* Material shown:
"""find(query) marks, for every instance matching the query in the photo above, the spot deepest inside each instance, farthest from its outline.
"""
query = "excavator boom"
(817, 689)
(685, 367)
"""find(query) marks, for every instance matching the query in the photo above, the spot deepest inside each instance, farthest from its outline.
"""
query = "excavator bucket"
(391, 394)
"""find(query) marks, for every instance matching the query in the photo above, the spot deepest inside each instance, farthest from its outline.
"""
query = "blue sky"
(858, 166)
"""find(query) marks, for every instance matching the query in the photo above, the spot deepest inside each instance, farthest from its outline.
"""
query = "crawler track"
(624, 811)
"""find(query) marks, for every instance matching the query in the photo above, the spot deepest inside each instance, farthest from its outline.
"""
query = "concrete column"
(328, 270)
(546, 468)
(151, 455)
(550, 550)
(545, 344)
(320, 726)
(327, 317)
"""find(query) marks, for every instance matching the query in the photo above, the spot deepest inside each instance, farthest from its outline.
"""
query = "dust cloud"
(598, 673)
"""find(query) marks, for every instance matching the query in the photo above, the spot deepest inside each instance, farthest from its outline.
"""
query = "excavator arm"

* Exercise details: Write out the data again, exactly and in full.

* Exercise output:
"""find(query) marks, for every instance matching the query in the photo above, the spot deepest inside each instance, farthest from its outline.
"""
query = "excavator boom"
(817, 689)
(685, 367)
"""find(query) marks, for every instance matching the query in the photo above, the spot deepest inside each instance, farthest from its outline.
"""
query = "excavator bucket"
(391, 394)
"""find(query) marks, for every instance matching the query in the photo above, the spot deepest inside each instance, farthest from its outline.
"""
query = "blue sky"
(858, 166)
"""find(query) marks, for every instance matching the query in the photo above, the spot deepest inside each instance, farthest from its outline.
"""
query = "crawler track"
(624, 811)
"""find(query) marks, for every instance matching the query in the photo above, the spot deepest inside each instance, farthest from its outline.
"""
query = "concrete column"
(328, 270)
(546, 468)
(151, 455)
(550, 550)
(545, 344)
(320, 726)
(327, 317)
"""find(query) marks, for every instance matching the query in the photo above, the spot deepest inside each instance, farthest from its outline.
"""
query = "dust cloud"
(598, 673)
"""find(query) marks, for every instance matching the query in the photo above, the spot deepest inside each instance, farthest from its outline.
"""
query = "excavator arm"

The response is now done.